* start SOURCE MATERIAL *

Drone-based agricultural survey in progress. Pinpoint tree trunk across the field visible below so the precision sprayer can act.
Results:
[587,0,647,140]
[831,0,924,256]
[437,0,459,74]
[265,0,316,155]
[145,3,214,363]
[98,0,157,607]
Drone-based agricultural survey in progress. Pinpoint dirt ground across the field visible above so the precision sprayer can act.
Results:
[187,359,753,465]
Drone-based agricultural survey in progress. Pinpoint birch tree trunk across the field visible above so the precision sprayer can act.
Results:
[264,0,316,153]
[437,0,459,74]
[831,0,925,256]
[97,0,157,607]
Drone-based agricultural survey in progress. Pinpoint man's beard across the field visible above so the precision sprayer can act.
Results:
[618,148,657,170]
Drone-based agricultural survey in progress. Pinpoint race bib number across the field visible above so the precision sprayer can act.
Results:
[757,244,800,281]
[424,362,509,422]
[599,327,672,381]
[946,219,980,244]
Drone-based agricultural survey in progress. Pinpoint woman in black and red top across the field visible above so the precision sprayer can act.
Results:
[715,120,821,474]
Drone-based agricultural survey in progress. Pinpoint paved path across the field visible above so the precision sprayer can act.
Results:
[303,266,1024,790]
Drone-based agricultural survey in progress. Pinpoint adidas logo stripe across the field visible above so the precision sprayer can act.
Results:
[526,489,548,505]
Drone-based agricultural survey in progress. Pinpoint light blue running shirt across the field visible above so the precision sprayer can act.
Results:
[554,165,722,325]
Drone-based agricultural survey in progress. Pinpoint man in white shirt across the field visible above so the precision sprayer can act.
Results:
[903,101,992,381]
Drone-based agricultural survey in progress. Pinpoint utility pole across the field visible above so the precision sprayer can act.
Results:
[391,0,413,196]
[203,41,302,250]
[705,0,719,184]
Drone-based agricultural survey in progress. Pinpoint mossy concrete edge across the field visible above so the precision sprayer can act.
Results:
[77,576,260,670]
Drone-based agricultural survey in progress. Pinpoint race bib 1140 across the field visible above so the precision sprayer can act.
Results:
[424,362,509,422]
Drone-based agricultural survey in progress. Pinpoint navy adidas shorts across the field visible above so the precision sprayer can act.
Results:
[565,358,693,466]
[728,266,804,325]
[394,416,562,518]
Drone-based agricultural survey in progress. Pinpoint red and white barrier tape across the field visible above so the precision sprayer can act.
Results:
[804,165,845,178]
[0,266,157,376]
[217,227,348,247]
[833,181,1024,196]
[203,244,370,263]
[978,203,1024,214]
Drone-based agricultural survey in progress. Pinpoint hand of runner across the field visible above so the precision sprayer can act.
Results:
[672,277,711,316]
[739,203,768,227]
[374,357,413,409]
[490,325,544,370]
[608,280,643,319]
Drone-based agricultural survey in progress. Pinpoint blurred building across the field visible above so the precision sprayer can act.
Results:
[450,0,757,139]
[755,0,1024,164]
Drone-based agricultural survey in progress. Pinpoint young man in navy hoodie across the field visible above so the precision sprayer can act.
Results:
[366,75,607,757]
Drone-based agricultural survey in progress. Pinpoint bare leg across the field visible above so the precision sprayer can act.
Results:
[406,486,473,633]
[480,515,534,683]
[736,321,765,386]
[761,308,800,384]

* end SOURCE MATERIAL *

• [WHAT IS ASKED]:
Reproduce all of the lines above, replacing every instance of "precision sprayer" with "spot sprayer" and keeping everything else the same.

• [CORRECT ANSWER]:
Drone-based agricultural survey in progress. Pinpoint tree trunk across the field visible below so the spot sprayer can act.
Results:
[587,0,647,140]
[831,0,924,256]
[437,0,459,74]
[265,0,316,155]
[145,3,214,363]
[98,0,157,607]
Drone-based agricultural survey in progress. Pinpoint dirt ground across the field visible above so the spot sprayer can act.
Results:
[187,359,753,465]
Drone-based agricultural survey in progress. Pinpoint birch tree trunk across the field visible above so the spot sprayer can act.
Results:
[264,0,316,153]
[437,0,459,74]
[831,0,925,256]
[97,0,157,607]
Drone-based agricultural survey in progress. Pinpoint man's beard across the field visible above so the spot sprayer can act.
Results:
[618,148,657,170]
Drone-based agricultural survey in progress. Pinpoint race bib number across the field visible above so the spot sprayer can act.
Results:
[757,244,800,281]
[424,362,509,422]
[599,327,672,381]
[946,219,980,244]
Drone-based agricultural survey in progress. Pinpoint woman in black and red top across the field visible above so the spot sprayer can act.
Results:
[715,120,821,474]
Drone-based agricultural survey in progress. Pinpoint paved path across the field visible above so the spot sprayer can act.
Results:
[303,266,1024,790]
Drone-based agricultural survey in progress. Pinpoint adidas logo stripe across the field visible above so the spot sprayer can act.
Results:
[526,489,548,505]
Drone-based agricultural survey in progress. Pinpoint light blue running shirt across the field visible above so the spot sprayer can act.
Results:
[554,165,722,325]
Drone-based agricultural survey in progress. Pinpoint man in white shirt across the field visible above so the spot sprayer can act.
Results:
[903,101,992,381]
Drone-based agricultural survey in progress. Pinpoint utility pole across the field visible above so the spot sprayer can act.
Results:
[391,0,413,196]
[203,41,302,250]
[705,0,719,184]
Drone-based agricultural survey in progress. Pinpoint mossy concrete edge across the field visible above so the spot sprayer can act.
Results:
[77,576,260,670]
Drone-based agricultural survey in progress. Pinpoint race bib 1140 across the field visible above so the spot sprayer can act.
Results:
[424,362,509,422]
Drone-based agricultural survey in progress. Pinpoint navy adidas shorts across the field visible above so the spot sprayer can act.
Results:
[565,358,693,466]
[728,266,804,325]
[394,416,562,518]
Drone-based agricultural survey in progress. Pinpoint red and white barrier tape across the field visible above so the spot sprayer can act.
Results:
[804,165,845,178]
[0,266,157,376]
[217,227,348,247]
[833,181,1024,196]
[203,244,370,263]
[978,203,1024,214]
Drone-based agricultural survey in progress. Pinpoint hand of runner across the field visible above so the spot sprayer can act.
Results:
[672,277,711,316]
[739,203,768,227]
[374,357,413,409]
[490,325,544,370]
[608,280,643,319]
Drone-based agricultural survey in progress. Pinpoint blurred building across the field visible above so the spot sprayer can act.
Results:
[450,0,757,139]
[755,0,1024,164]
Drone-based agricultural survey in progress. Pinpoint young man in navy hoodie across the field visible above so the spot sprayer can act.
Results:
[366,75,607,757]
Drone-based agricultural survey in progress. Pinpoint bare leg across the field visible above so the spot sprayer can act.
Results:
[406,486,473,633]
[480,515,534,683]
[736,321,765,386]
[761,308,800,384]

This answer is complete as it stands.